Goal: Which colleges and universities are named in the interview profile of Peter Adamson below?

Document segment:

This series questions and complicates what ‘reporting from abroad’ can mean in a globalised world that faces interconnected and local crises alongside forces grappling with how to liberate our beings from oppressive structures rooted in past and present (neo)colonialism and imperialism. We can take this as a chance to collectively and constructively consider both broader and different conceptions of philosophy than those more widely studied within USA institutions and culture—and the conditions that shape such studies around the globe by APA-related thinkers. We can learn how local institutions and global contexts shape the possibilities of research, speech, and our visions of philosophy.
Meet Peter Adamson:
Professor Peter Adamson is an American who has gone abroad twice over. After getting his degrees at Williams College and the University of Notre Dame, he worked for King’s College London for 12 years and then moved to the Ludwig Maximilian University (LMU) of Munich in 2012. He retains a connection to King’s but the LMU is his main institution. His area of specialism is in ancient and medieval philosophy, mostly on late antiquity (Neoplatonism) and philosophy of the Islamic world. Some readers might have come across his “History of Philosophy without any gaps” project which appears as a weekly podcast and a series of books published by Oxford University Press.
How did you come to be doing research in this location, whether happenstance, long-term goal, or a quick vital decision, for example?
By chance, I have spent about a decade in three different academic worlds—American, British, and German—albeit at different stages of my career. I wound up in London just by the stroke of luck of getting hired at King’s after graduate school. That was very fortunate because the Philosophy Department there was looking for someone whose specialism was late ancient philosophy, and I had just written a PhD thesis on Plotinus and his Arabic reception. Much to the credit of the department at King’s, they were also excited about getting someone who could cover Islamic philosophy. This was back in 2000, before ‘non-western philosophy’ (for lack of a better term) was getting the kind of attention it finally is today—more on this later.

Dataset excerpts:
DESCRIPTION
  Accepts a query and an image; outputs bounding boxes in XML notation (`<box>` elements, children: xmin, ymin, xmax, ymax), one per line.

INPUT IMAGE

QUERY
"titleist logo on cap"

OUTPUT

Result: Williams College, the University of Notre Dame, King's College London, and the Ludwig Maximilian University (LMU) of Munich.